_Exercise_
Nothing in the data may change. Copy all of it exactly.

[Saved data entries]
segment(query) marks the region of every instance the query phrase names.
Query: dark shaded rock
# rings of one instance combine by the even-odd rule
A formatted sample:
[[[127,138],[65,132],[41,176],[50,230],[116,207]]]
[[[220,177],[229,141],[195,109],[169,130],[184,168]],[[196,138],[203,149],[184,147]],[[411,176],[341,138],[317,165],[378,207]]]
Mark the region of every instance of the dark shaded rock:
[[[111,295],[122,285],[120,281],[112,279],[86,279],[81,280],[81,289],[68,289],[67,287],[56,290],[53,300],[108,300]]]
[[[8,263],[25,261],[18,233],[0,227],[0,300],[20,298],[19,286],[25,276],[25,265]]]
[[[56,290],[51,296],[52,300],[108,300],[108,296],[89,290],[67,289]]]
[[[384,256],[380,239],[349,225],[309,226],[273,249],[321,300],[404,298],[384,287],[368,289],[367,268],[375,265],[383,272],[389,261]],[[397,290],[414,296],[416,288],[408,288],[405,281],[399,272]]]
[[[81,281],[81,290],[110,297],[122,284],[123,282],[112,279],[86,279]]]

_Result for this exercise_
segment(query) marks the region of every instance the query phrase names.
Query: dark shaded rock
# rings of one instance combine by the even-odd rule
A formatted sample:
[[[127,138],[65,132],[41,176],[50,230],[116,207]]]
[[[220,177],[229,141],[195,109],[169,130],[184,168]],[[196,138],[203,149],[184,147]],[[411,176],[341,138],[317,165],[378,207]]]
Mark the region of every instance of the dark shaded rock:
[[[111,295],[122,285],[120,281],[112,279],[86,279],[81,280],[81,289],[68,289],[67,287],[56,290],[53,300],[108,300]]]
[[[8,263],[25,261],[18,233],[0,227],[0,300],[20,298],[19,286],[25,276],[25,265]]]
[[[56,290],[51,296],[52,300],[108,300],[108,296],[89,290],[67,289]]]
[[[384,256],[380,239],[349,225],[309,226],[273,249],[321,300],[404,298],[384,287],[368,289],[367,268],[375,265],[383,272],[389,261]],[[397,290],[414,296],[416,288],[408,288],[405,281],[399,272]]]
[[[81,281],[81,290],[110,297],[122,284],[123,282],[112,279],[86,279]]]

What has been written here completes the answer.